> [Tasks for this exercise]
(a) According to the FUXA vulnerability excerpt, which endpoint lets an attacker mint administrator JWTs?
(b) Return the stretch of the FUXA vulnerability excerpt from "In an ICS/SCADA" through "to follow-on actions.".

> [Excerpt]

Exploitation allows an unauthenticated, remote attacker to bypass all authentication mechanisms and obtain administrative access to the FUXA instance by minting administrator JWTs via the heartbeat refresh endpoint. With these elevated privileges, the attacker can interact with administrative APIs, including intended features designed for automation and scripting, to execute arbitrary code in the context of the FUXA service. Depending on deployment configuration and permissions, this may lead to full system compromise.
In an ICS/SCADA environment, the HMI is often one of the few assets permitted to communicate across the IT/OT DMZ. The impact of RCE potentially exposes connected ICS/SCADA environments to follow-on actions.

[Image object location entries]
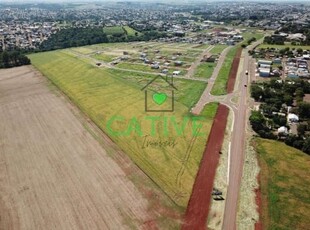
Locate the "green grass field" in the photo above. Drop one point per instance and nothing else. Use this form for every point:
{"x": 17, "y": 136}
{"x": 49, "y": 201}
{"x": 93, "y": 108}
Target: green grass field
{"x": 285, "y": 183}
{"x": 104, "y": 57}
{"x": 130, "y": 31}
{"x": 283, "y": 46}
{"x": 217, "y": 49}
{"x": 248, "y": 35}
{"x": 114, "y": 101}
{"x": 113, "y": 30}
{"x": 205, "y": 70}
{"x": 219, "y": 87}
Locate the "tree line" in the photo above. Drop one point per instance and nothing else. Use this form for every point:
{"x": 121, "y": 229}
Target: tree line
{"x": 275, "y": 97}
{"x": 74, "y": 37}
{"x": 14, "y": 58}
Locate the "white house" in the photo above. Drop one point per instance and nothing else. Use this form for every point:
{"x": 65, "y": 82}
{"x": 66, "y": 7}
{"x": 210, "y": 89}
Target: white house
{"x": 282, "y": 130}
{"x": 291, "y": 117}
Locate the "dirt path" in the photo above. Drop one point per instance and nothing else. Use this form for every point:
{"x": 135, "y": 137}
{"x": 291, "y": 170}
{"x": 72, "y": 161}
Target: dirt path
{"x": 53, "y": 173}
{"x": 206, "y": 94}
{"x": 233, "y": 72}
{"x": 199, "y": 203}
{"x": 192, "y": 69}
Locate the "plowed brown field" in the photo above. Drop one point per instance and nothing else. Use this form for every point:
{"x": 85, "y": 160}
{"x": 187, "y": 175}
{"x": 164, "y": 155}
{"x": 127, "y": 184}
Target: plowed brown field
{"x": 53, "y": 173}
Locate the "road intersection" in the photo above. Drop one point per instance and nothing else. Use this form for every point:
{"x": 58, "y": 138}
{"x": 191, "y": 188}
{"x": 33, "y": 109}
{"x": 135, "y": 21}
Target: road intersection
{"x": 237, "y": 143}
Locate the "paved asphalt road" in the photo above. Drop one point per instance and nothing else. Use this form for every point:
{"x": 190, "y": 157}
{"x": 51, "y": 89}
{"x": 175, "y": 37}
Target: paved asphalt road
{"x": 237, "y": 148}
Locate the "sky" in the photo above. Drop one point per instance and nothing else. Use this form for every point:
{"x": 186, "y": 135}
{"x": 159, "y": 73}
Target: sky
{"x": 46, "y": 1}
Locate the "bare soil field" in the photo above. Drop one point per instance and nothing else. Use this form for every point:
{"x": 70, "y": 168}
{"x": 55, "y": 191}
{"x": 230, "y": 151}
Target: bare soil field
{"x": 54, "y": 174}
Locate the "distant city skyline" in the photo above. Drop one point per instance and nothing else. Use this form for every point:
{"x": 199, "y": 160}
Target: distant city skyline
{"x": 146, "y": 1}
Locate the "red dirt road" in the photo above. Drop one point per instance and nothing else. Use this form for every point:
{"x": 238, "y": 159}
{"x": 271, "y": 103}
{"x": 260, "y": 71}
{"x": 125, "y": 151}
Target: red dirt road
{"x": 233, "y": 72}
{"x": 199, "y": 202}
{"x": 258, "y": 199}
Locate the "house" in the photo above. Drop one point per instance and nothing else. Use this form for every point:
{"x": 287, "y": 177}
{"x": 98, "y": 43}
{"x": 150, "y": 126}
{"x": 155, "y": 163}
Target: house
{"x": 291, "y": 117}
{"x": 155, "y": 66}
{"x": 175, "y": 73}
{"x": 165, "y": 71}
{"x": 282, "y": 131}
{"x": 292, "y": 74}
{"x": 277, "y": 61}
{"x": 264, "y": 72}
{"x": 178, "y": 63}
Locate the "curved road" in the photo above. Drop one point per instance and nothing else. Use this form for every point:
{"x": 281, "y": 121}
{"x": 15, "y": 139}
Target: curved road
{"x": 237, "y": 149}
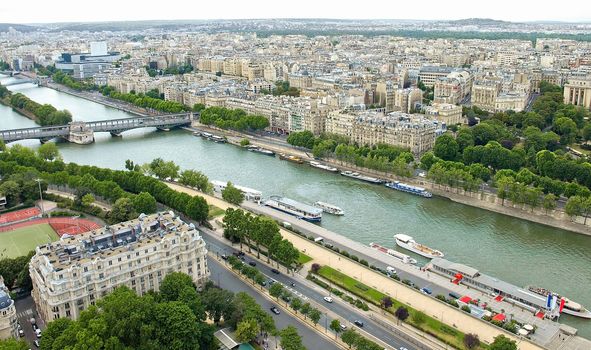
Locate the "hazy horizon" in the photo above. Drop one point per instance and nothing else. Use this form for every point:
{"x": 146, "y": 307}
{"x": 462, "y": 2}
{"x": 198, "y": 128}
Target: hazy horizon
{"x": 65, "y": 11}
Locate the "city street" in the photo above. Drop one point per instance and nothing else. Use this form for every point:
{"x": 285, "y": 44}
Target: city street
{"x": 305, "y": 290}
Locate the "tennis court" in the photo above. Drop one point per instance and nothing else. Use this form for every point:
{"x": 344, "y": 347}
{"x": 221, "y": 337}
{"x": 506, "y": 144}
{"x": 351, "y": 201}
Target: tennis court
{"x": 22, "y": 240}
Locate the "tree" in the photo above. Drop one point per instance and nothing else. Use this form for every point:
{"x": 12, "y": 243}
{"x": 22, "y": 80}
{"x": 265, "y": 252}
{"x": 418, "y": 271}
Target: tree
{"x": 122, "y": 210}
{"x": 350, "y": 337}
{"x": 144, "y": 203}
{"x": 13, "y": 344}
{"x": 247, "y": 330}
{"x": 197, "y": 209}
{"x": 305, "y": 309}
{"x": 197, "y": 179}
{"x": 446, "y": 147}
{"x": 335, "y": 325}
{"x": 48, "y": 151}
{"x": 566, "y": 128}
{"x": 290, "y": 339}
{"x": 296, "y": 304}
{"x": 503, "y": 343}
{"x": 471, "y": 341}
{"x": 232, "y": 195}
{"x": 87, "y": 200}
{"x": 315, "y": 315}
{"x": 401, "y": 313}
{"x": 549, "y": 202}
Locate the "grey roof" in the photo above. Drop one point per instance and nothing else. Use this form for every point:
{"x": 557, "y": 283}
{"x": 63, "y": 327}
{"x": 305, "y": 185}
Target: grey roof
{"x": 5, "y": 300}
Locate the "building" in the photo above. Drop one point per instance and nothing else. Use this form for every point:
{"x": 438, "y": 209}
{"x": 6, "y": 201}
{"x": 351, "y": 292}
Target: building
{"x": 70, "y": 275}
{"x": 484, "y": 94}
{"x": 86, "y": 65}
{"x": 578, "y": 92}
{"x": 412, "y": 131}
{"x": 8, "y": 322}
{"x": 444, "y": 113}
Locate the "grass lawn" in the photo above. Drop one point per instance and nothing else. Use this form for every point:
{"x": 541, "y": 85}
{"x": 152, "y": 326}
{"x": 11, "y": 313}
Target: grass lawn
{"x": 21, "y": 241}
{"x": 214, "y": 212}
{"x": 303, "y": 258}
{"x": 426, "y": 323}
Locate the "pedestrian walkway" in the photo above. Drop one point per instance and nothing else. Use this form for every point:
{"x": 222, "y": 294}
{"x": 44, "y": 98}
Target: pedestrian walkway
{"x": 398, "y": 291}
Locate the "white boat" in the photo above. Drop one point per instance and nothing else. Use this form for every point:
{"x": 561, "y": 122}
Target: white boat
{"x": 329, "y": 208}
{"x": 394, "y": 253}
{"x": 354, "y": 175}
{"x": 249, "y": 193}
{"x": 297, "y": 209}
{"x": 408, "y": 243}
{"x": 323, "y": 166}
{"x": 570, "y": 307}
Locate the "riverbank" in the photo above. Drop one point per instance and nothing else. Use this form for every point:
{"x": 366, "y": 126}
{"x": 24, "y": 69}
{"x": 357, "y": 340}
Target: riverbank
{"x": 482, "y": 200}
{"x": 453, "y": 317}
{"x": 20, "y": 111}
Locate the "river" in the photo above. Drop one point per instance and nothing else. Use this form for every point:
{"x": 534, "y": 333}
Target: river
{"x": 508, "y": 248}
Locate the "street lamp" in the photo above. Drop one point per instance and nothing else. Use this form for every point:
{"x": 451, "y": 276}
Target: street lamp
{"x": 41, "y": 197}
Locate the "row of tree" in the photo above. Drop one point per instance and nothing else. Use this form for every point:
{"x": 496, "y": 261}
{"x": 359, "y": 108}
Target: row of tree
{"x": 235, "y": 119}
{"x": 45, "y": 114}
{"x": 144, "y": 101}
{"x": 107, "y": 183}
{"x": 259, "y": 231}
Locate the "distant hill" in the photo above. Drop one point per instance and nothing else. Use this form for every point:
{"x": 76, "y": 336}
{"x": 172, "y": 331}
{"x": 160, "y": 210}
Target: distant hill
{"x": 20, "y": 27}
{"x": 480, "y": 22}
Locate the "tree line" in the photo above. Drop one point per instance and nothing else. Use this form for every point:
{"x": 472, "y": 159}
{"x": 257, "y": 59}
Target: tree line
{"x": 144, "y": 101}
{"x": 110, "y": 184}
{"x": 45, "y": 114}
{"x": 235, "y": 119}
{"x": 259, "y": 231}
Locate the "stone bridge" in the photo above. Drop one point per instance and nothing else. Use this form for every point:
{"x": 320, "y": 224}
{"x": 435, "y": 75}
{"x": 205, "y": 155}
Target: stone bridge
{"x": 83, "y": 132}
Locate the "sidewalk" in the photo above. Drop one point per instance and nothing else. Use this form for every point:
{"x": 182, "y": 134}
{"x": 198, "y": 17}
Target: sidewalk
{"x": 404, "y": 294}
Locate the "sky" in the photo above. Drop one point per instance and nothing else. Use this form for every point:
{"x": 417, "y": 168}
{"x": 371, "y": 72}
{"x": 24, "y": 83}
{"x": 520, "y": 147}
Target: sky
{"x": 47, "y": 11}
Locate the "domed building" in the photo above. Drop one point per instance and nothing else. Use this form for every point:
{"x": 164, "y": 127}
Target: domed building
{"x": 8, "y": 324}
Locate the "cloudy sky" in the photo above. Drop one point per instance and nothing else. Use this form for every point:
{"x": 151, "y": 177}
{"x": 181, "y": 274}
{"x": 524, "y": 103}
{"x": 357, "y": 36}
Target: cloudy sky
{"x": 43, "y": 11}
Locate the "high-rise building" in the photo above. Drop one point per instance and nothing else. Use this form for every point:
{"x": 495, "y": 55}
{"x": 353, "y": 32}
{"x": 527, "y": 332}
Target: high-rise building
{"x": 71, "y": 274}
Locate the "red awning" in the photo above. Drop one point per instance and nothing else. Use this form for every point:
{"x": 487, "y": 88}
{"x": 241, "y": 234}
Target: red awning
{"x": 465, "y": 299}
{"x": 499, "y": 317}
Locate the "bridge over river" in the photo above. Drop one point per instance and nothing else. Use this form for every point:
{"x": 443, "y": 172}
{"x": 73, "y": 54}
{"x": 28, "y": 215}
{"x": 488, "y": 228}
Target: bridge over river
{"x": 83, "y": 132}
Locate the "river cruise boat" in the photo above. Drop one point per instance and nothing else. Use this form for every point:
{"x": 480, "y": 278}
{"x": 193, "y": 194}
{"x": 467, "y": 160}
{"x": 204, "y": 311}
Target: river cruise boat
{"x": 394, "y": 253}
{"x": 260, "y": 150}
{"x": 292, "y": 159}
{"x": 323, "y": 166}
{"x": 329, "y": 208}
{"x": 295, "y": 208}
{"x": 542, "y": 306}
{"x": 249, "y": 193}
{"x": 408, "y": 243}
{"x": 354, "y": 175}
{"x": 569, "y": 307}
{"x": 419, "y": 191}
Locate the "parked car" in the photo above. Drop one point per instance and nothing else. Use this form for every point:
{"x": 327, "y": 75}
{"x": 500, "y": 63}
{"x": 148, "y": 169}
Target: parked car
{"x": 426, "y": 290}
{"x": 455, "y": 295}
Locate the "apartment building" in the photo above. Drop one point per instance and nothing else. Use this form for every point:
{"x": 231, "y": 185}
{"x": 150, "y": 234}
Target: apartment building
{"x": 414, "y": 132}
{"x": 577, "y": 91}
{"x": 8, "y": 321}
{"x": 484, "y": 94}
{"x": 444, "y": 113}
{"x": 71, "y": 274}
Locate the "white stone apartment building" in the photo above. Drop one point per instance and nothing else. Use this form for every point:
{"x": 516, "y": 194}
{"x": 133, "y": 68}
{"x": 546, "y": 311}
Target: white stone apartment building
{"x": 8, "y": 321}
{"x": 71, "y": 274}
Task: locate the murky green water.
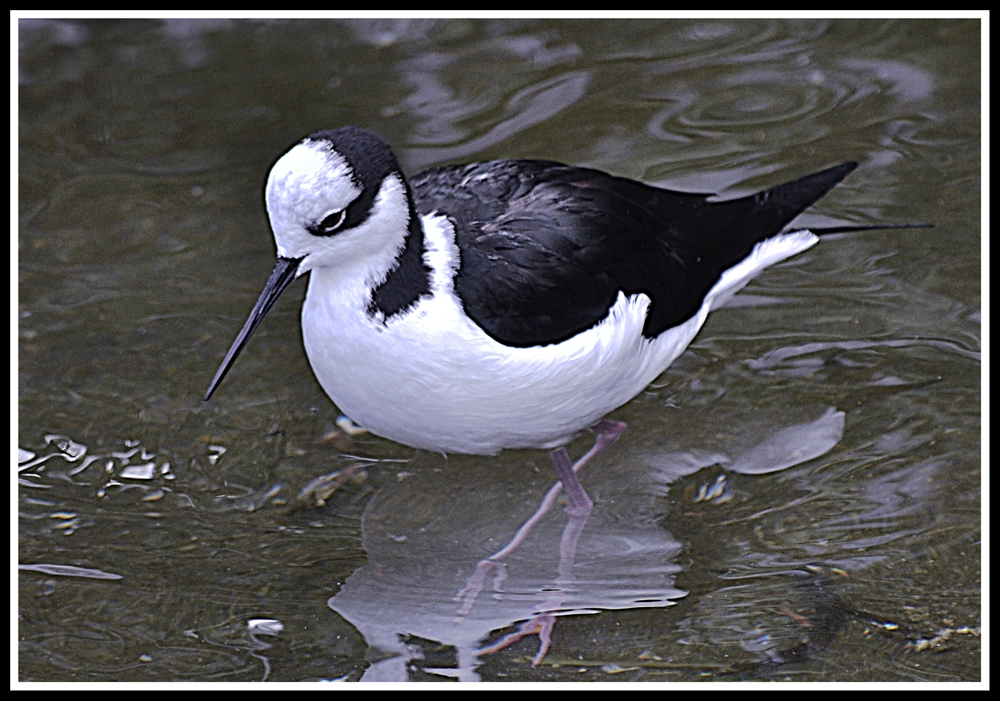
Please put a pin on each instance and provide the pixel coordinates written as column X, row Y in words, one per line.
column 142, row 243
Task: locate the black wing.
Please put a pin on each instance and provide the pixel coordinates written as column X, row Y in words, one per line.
column 546, row 248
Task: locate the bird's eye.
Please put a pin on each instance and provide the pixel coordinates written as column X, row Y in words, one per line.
column 329, row 225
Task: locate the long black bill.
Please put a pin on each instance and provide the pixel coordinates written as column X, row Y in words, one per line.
column 281, row 277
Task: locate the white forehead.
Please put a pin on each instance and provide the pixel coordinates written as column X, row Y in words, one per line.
column 307, row 184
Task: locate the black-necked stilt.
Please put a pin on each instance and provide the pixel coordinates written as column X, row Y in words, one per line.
column 506, row 304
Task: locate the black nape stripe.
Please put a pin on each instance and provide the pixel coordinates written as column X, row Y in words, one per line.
column 410, row 279
column 371, row 162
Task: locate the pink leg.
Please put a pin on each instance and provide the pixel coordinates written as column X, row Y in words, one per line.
column 579, row 508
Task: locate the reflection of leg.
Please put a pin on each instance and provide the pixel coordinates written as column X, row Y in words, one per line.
column 579, row 508
column 540, row 624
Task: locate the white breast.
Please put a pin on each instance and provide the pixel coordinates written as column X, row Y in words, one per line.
column 430, row 378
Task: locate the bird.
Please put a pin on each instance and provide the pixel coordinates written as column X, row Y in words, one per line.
column 505, row 304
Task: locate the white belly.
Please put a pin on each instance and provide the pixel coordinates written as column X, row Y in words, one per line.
column 430, row 378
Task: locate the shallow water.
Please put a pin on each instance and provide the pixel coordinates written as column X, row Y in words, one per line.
column 741, row 531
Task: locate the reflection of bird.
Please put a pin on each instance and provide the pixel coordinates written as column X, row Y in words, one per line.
column 506, row 304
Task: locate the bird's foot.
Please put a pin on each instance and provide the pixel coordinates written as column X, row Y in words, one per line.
column 540, row 625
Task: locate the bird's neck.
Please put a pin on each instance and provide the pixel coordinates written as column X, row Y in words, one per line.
column 409, row 278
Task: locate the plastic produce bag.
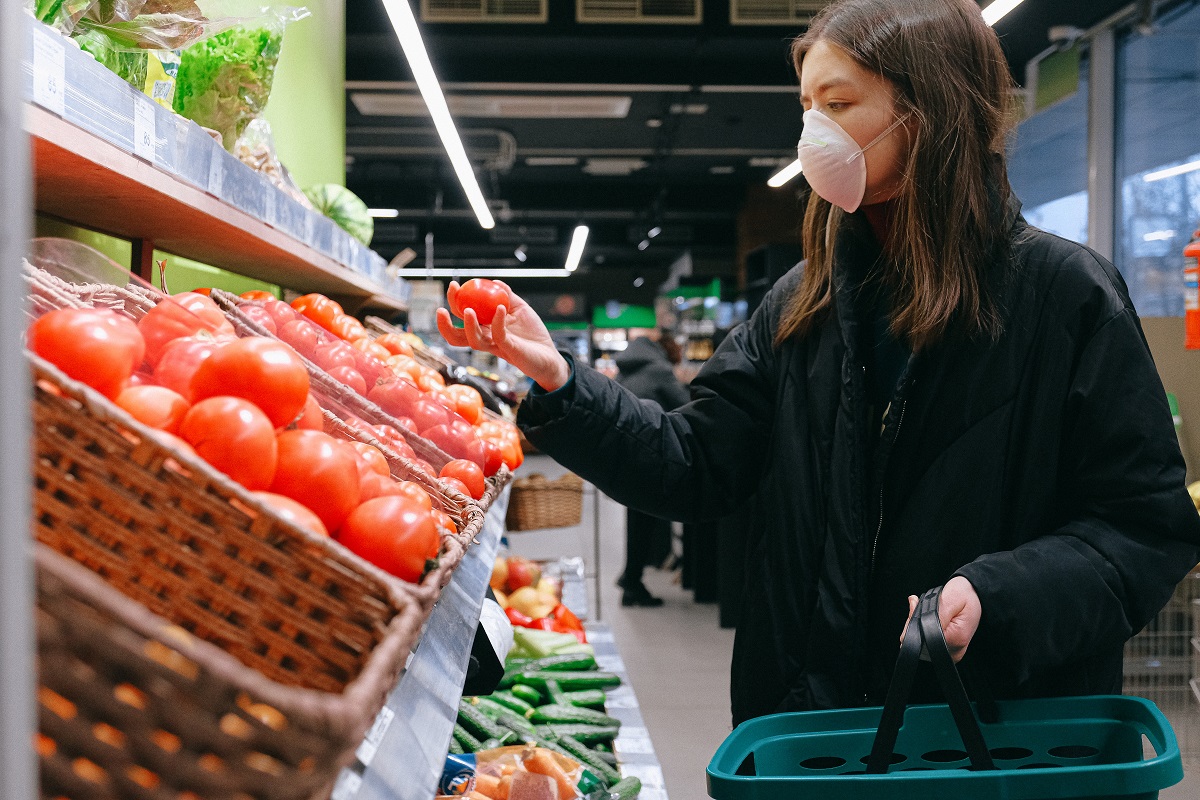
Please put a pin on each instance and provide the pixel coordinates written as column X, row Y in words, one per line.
column 256, row 149
column 225, row 82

> [Solved tasks]
(a) The heartbeat refresh endpoint.

(b)
In an ICS/SCADA environment, the HMI is often one of the few assets permitted to communicate across the IT/OT DMZ. The impact of RCE potentially exposes connected ICS/SCADA environments to follow-on actions.